GIVEN TEXT:
....................
Other compounds that create a smoky aroma or taste in bourbon include syringol, as well as 4-ethylguiacol, which creates a bacon-like aroma, and cresol, which leads to a tar aroma, according to Tales of the Cocktail Foundation.

Malted barley is another source of smoky-tasting notes. In fact, those smoky, earthy notes are why scotch distilleries use a large portion of barley in their mash bills, according to Rabbit Hole Distillery. According to Lux Row Distillers, a gently smoky bourbon to try is David Nicholson 1843. Pairing a smoky bourbon with smoked meats, bacon, or roasted nuts may help you better taste these notes in the glass.

Grain and cereal

Many grain and cereal-tasting notes in bourbon are created by the actual grains used in the mash bill, which can include corn, rye, wheat, and malted barley. According to Strayer-Benton, their proportions in the mash create different flavor profiles.

One of the requirements to be legally considered a straight Kentucky bourbon is that the mash bill must be at least 51% corn, so all bourbon will have a sweetness and potentially related notes of corn, like hot cereal or cornbread.

While wheat is not a required grain in the mash bill of bourbon, wheated bourbons can carry a range of cereal, cracker, or bready notes, according to Distiller. Malted barley is another grain that lends cereal-like and malty flavors and aromas to bourbon. Rye is another grain in some but not all bourbons and can remind tasters of a loaf of rye bread in their tasting notes. Woodford Reserve Straight Bourbon Whiskey is a bourbon with "bold grain" notes, according to the Woodford Reserve site.

Baking spices

Baking spices are commonly reported tasting notes in bourbon. Their gentle kick can balance sweetness and accent woody and smoky notes, creating a more complex and layered sip. Some of the many baking spice notes tasters find in bourbon include cinnamon, nutmeg, clove, black pepper, allspice, and cardamom.

Rye-heavy bourbons are well known for having more peppery, spice-laden tasting notes. The oak barrel itself also contributes baking spice notes to bourbon as it ages, according to Heaven Hill Distillery. As explained by Whisky Magazine, aldehydes originating in the oak wood contribute several compounds that create baking spice tasting notes, including eugenol, which is related to nutmeg and clove, and the cinnamon-flavored cinnamaldehyde.

A bourbon Strayer-Benton recommends with heavier baking spice tasting notes is Wild Turkey Rare Breed Barrel Proof Bourbon. According to the American Bourbon Association, three spice-forward bourbons are Blanton's, Hancock Reserve, and Knob Creek Kentucky Straight Rye.
....................
(Labeled-object pointing entries)

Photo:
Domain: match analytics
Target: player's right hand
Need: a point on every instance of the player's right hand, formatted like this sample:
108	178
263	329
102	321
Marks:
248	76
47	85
....................
WRITTEN TASK: Decide whether each statement agrees with the bourbon text, answering yes or no and quoting the deciding words: (a) A straight Kentucky bourbon's mash bill must be at least 51% corn. (b) Wheat is a required grain in the mash bill of bourbon. (c) Eugenol is related to cinnamon. Rely only on the bourbon text, not on the listing.

WORKED ANSWER:
(a) Yes: "the mash bill must be at least 51% corn"
(b) No: "While wheat is not a required grain in the mash bill of bourbon"
(c) No: "eugenol, which is related to nutmeg and clove"